Fairfield Porter : Under the Elms
Le sujet du tableau Under the Elms (Sous les ormes) peint par Fairfield Porter entre 1971 et 1972, est sa fille Katie, représentée dans la cour de la maison familiale de Long Island, mais Porter s’intéresse moins à la personnalité de son modèle qu’à l’intégration visuelle de la figure et de l’arrière-plan. Les motifs du gilet de la jeune fille sont repris dans les larges taches d’ombre et de soleil sur la pelouse, et dans les formes du feuillage de l’arbre. Ce tableau, illustre le style et la philosophie picturale de Porter : en tant que réaliste, il a représenté des lieux et des personnes de son entourage, mais il a rendu ces sujets avec une qualité expressive qui rappelle les maîtres parisiens du début du siècle. Sous les ormes montre pourquoi certains des grands artistes de l’expressionnisme abstrait ont admiré l’art de Porter : dans des œuvres comme celle-ci, il a habilement incorporé des motifs de surface et des effets de composition générale dans l’imagerie représentative, tout en suggérant une réalité qui dépasse le monde observé. Le paysage pourrait presque être une scène fantastique de l’imagination de la jeune fille, au seuil de l’adolescence.

----------

> **Exercice A**
Selon l'extrait, qui est le sujet du tableau Under the Elms ?
> **Exercice B**
D'après l'extrait, pourquoi certains grands artistes de l'expressionnisme abstrait ont-ils admiré l'art de Porter ? Répondez en une à trois phrases.

----------

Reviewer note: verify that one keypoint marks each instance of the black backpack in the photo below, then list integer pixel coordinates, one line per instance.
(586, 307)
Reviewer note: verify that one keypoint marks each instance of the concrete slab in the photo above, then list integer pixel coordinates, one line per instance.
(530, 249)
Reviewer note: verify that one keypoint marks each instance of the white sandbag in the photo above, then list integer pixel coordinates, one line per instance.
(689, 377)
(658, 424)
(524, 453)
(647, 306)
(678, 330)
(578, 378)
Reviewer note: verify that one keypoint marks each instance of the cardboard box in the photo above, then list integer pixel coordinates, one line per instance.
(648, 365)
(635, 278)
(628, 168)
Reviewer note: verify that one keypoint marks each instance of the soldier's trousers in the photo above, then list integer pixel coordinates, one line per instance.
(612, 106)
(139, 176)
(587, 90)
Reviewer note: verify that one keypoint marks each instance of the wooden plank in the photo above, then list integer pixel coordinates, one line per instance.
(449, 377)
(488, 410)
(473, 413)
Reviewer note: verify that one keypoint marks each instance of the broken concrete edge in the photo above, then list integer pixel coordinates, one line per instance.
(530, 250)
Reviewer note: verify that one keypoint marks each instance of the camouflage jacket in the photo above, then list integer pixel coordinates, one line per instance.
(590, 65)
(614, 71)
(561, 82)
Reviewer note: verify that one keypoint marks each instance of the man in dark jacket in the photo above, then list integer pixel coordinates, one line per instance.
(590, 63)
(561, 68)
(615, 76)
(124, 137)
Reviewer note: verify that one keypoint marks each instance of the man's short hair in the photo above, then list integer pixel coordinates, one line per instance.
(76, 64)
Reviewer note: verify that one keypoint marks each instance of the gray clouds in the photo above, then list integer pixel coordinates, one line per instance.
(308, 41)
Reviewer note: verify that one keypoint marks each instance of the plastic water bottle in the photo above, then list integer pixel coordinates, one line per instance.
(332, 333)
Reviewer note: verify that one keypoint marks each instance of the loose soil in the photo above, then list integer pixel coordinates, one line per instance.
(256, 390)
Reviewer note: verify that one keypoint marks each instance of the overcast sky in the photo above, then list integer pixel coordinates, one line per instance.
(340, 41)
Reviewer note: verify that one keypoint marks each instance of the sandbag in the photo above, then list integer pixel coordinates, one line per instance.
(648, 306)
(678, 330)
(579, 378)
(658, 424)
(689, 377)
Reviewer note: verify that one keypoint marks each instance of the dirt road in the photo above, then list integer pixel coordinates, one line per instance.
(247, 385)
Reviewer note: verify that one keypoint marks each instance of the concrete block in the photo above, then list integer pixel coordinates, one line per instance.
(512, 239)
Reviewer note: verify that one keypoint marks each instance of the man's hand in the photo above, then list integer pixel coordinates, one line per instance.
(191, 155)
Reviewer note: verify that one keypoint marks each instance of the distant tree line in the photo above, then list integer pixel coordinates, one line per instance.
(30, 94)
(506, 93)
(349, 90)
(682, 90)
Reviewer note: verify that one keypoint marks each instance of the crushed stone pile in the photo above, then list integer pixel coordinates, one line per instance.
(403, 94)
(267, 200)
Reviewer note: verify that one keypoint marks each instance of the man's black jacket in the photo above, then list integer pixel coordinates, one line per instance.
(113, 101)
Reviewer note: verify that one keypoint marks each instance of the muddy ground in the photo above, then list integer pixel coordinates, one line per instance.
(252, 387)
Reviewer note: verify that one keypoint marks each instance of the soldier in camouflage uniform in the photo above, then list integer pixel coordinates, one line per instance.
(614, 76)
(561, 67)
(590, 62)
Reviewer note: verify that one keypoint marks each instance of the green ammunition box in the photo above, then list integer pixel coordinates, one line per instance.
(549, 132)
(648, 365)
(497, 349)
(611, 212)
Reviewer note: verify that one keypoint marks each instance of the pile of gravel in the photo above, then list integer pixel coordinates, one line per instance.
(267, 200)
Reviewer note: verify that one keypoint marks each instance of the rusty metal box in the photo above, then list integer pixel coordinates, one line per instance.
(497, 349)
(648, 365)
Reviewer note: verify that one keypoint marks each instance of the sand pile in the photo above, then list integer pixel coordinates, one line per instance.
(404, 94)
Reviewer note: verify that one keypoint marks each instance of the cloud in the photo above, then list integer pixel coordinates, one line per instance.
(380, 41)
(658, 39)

----------

> **Réponse correcte A**
Katie, la fille de Fairfield Porter, représentée dans la cour de la maison familiale de Long Island.

> **Réponse correcte B**
Dans des œuvres comme Sous les ormes, Porter a habilement incorporé des motifs de surface et des effets de composition générale dans l'imagerie représentative. Il y suggère en même temps une réalité qui dépasse le monde observé.